▶ EXERCISE OBJECTIVE
Copy out word for word the stretch of material that opens with the line containing "the photo below." and closes with the line containing "Query: metal bollard", including both of those lines.

▶ DATASET ROWS
--

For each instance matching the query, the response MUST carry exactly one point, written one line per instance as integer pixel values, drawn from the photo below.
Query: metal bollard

--

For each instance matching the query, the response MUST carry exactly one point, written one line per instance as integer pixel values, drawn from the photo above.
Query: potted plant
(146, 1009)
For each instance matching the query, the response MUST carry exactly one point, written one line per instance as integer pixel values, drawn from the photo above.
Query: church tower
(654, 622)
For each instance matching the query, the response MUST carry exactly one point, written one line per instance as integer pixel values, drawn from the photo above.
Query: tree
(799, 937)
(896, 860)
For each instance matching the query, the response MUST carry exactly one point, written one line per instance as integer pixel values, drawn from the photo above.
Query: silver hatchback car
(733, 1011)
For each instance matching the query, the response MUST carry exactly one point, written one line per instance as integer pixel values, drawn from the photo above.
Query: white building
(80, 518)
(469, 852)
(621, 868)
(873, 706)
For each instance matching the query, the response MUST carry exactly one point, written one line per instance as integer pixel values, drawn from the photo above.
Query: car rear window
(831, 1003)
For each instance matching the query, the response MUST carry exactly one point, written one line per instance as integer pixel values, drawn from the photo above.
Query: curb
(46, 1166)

--

▶ RESPONSE BELOW
For each instance matching the query, the response MUST carry exactly one point, written one line per instance as integer pixel values, drawn from the photo below.
Query: metal bollard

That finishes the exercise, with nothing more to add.